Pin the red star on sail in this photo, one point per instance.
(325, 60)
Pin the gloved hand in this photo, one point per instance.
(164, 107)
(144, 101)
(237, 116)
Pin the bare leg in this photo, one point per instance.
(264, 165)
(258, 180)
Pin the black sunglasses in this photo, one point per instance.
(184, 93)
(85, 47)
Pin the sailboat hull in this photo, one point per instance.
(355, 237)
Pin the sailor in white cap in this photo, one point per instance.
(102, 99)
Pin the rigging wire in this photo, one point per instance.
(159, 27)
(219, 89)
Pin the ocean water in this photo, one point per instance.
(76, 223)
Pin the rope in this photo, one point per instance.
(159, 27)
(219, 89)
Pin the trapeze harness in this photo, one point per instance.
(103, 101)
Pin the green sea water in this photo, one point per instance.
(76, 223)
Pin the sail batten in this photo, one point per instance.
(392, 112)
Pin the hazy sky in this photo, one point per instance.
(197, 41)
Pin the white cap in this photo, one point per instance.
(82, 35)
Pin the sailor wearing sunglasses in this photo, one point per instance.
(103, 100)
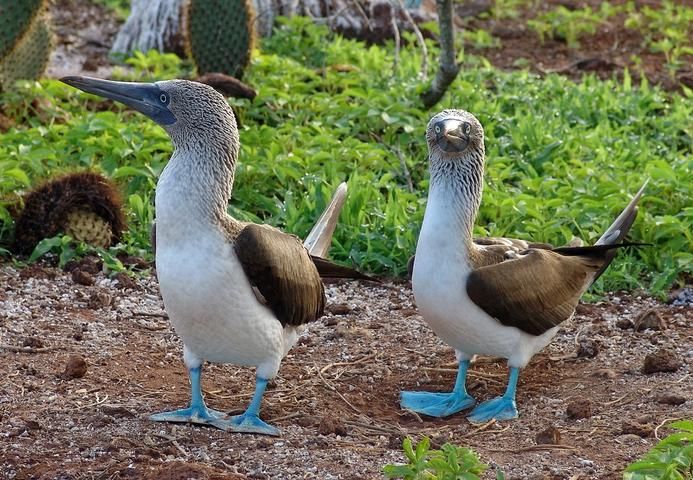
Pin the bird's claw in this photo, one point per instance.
(436, 404)
(499, 408)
____________
» **AIM**
Rewrite every line of the listing above, requests included, and omit the picture. Multiply each point coordinate in the answers by 1.3 and round to the nearest whole number, with halves rounding up.

» **TASK RESULT**
Pin the red star on sail in this photo, one point per instance.
(423, 78)
Pin the gloved hand in this photo, one point per instance.
(213, 139)
(187, 131)
(308, 151)
Pin the bare leg in this photo, one point per instance.
(343, 215)
(335, 234)
Pin the black sunglasses in this photo, one point per instance.
(239, 121)
(111, 61)
Pin the sailboat hull in this photo, one point per instance.
(462, 308)
Pin the sailor in white cap in this photo, one point per instance.
(133, 129)
Pin the rigging wire in this photo, one point per instance.
(207, 35)
(285, 116)
Pin the ocean water in this photo, one point per instance.
(99, 290)
Pin the rope in this photo, one point per instance.
(207, 35)
(285, 116)
Pin the trapeze harness in this photo, one point per instance.
(134, 131)
Pin the green sea water in this photo, one point per instance.
(99, 290)
Pin the sail batten in this photo, one point per instance.
(510, 146)
Pin the hazy sky in this photo, one point per instance.
(256, 53)
Pin the white cap in this photo, one point per instance.
(107, 46)
Pin the sailor wearing sunglasses in this photo, one point per instance.
(134, 130)
Pin the bird's claw in this photo, one point per instance.
(567, 525)
(649, 530)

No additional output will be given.